• WHAT THE TASK ASKS:
Rewrite every line of the records below as a JSON list of strings, with one string per line and blank lines omitted.

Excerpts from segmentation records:
***
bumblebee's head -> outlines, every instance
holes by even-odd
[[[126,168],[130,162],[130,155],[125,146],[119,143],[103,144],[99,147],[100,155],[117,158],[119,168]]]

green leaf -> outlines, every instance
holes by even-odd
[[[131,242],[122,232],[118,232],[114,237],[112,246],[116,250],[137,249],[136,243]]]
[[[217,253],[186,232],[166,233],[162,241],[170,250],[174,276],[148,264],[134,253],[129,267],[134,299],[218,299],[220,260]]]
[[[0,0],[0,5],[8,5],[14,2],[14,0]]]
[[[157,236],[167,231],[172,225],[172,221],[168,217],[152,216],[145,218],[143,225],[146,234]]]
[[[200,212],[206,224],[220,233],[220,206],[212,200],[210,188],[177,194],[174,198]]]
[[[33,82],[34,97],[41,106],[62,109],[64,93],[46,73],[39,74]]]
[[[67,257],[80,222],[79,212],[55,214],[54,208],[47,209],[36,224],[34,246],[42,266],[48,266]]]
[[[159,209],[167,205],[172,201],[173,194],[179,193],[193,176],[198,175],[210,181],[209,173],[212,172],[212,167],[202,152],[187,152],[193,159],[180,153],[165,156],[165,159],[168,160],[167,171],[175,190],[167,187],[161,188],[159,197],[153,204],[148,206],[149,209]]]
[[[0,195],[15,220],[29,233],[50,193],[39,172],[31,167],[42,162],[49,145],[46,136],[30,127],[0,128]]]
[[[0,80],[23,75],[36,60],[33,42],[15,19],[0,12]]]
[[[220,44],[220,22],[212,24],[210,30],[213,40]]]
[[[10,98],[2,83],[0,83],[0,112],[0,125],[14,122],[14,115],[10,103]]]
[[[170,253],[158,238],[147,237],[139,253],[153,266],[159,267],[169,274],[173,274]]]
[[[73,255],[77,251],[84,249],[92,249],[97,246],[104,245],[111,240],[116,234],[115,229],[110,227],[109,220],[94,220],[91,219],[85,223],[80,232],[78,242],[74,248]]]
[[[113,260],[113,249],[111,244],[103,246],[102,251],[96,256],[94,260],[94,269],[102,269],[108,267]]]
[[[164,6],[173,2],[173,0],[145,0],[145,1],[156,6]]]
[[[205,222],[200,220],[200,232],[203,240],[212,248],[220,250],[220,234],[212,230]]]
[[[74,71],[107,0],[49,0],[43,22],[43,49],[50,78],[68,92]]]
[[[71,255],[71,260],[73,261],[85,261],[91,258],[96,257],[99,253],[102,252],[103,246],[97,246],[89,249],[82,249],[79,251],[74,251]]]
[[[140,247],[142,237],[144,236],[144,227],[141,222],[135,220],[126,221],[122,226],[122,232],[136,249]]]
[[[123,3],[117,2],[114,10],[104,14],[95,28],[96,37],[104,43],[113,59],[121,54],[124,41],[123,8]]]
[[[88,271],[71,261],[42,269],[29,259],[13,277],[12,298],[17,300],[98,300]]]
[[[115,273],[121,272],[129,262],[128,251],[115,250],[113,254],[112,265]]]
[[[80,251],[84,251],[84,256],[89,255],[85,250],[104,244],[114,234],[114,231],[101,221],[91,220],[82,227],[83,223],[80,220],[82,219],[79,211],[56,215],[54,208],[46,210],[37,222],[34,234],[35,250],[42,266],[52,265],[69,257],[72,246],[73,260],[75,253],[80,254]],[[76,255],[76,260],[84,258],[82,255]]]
***
• FINAL ANSWER:
[
  "bumblebee's head -> outlines, every instance",
  "holes by even-odd",
  "[[[126,168],[130,162],[130,155],[125,146],[119,143],[103,144],[99,147],[100,155],[117,158],[119,168]]]",
  "green leaf -> outlines, every instance",
  "holes by even-odd",
  "[[[131,242],[122,232],[118,232],[114,237],[112,246],[116,250],[137,249],[136,243]]]",
  "[[[217,253],[186,232],[166,233],[162,241],[170,250],[174,276],[148,264],[134,253],[129,267],[134,299],[218,299],[220,260]]]",
  "[[[0,0],[0,5],[8,5],[14,2],[14,0]]]",
  "[[[157,236],[167,231],[172,225],[172,221],[168,217],[152,216],[145,218],[143,225],[146,234]]]",
  "[[[200,212],[206,224],[220,233],[220,206],[212,200],[210,188],[177,194],[174,198]]]",
  "[[[33,82],[34,97],[41,106],[62,109],[64,93],[46,73],[39,74]]]",
  "[[[67,257],[80,222],[79,212],[55,214],[54,208],[47,209],[36,224],[34,246],[42,266],[48,266]]]",
  "[[[159,209],[167,205],[172,201],[173,194],[179,193],[193,176],[198,175],[210,181],[209,173],[212,172],[212,167],[202,152],[187,152],[193,159],[180,153],[165,156],[165,159],[168,160],[167,171],[175,190],[167,187],[161,188],[159,197],[153,204],[148,206],[149,209]]]",
  "[[[0,195],[15,220],[29,233],[50,193],[39,172],[31,167],[42,162],[49,145],[46,136],[30,127],[0,128]]]",
  "[[[0,80],[23,75],[36,60],[33,42],[15,19],[0,12]]]",
  "[[[220,44],[220,22],[212,24],[210,30],[213,40]]]",
  "[[[10,98],[2,83],[0,83],[0,112],[0,125],[14,122],[14,115],[10,103]]]",
  "[[[170,253],[158,238],[147,237],[139,253],[153,266],[159,267],[169,274],[173,274]]]",
  "[[[73,255],[77,251],[84,249],[92,249],[97,246],[104,245],[111,240],[116,234],[115,229],[110,227],[109,220],[94,220],[91,219],[85,223],[80,232],[78,242],[74,248]]]",
  "[[[113,260],[113,249],[111,244],[103,246],[102,251],[96,256],[94,260],[94,269],[102,269],[108,267]]]",
  "[[[164,6],[173,2],[173,0],[145,0],[145,1],[156,6]]]",
  "[[[205,222],[200,220],[200,232],[203,240],[212,248],[220,250],[220,234],[212,230]]]",
  "[[[74,71],[107,0],[49,0],[43,22],[43,49],[50,78],[68,92]]]",
  "[[[71,255],[71,260],[73,261],[85,261],[91,258],[96,257],[99,253],[102,252],[103,246],[97,246],[89,249],[82,249],[79,251],[74,251]]]",
  "[[[140,247],[142,237],[144,236],[144,227],[141,222],[135,220],[126,221],[122,226],[122,232],[136,249]]]",
  "[[[123,3],[117,2],[114,10],[104,14],[95,28],[96,37],[104,43],[113,59],[121,54],[124,41],[123,8]]]",
  "[[[88,271],[71,261],[42,269],[29,259],[13,277],[12,298],[17,300],[98,300]]]",
  "[[[115,273],[121,272],[129,262],[128,251],[115,250],[113,254],[112,265]]]",
  "[[[80,251],[84,251],[84,256],[89,255],[85,250],[104,244],[114,234],[114,231],[101,221],[91,220],[82,227],[83,223],[80,220],[82,219],[79,211],[56,215],[54,208],[46,210],[37,222],[34,234],[35,250],[42,266],[52,265],[69,257],[72,246],[73,260],[75,253],[80,254]],[[76,255],[76,260],[84,258],[82,255]]]"
]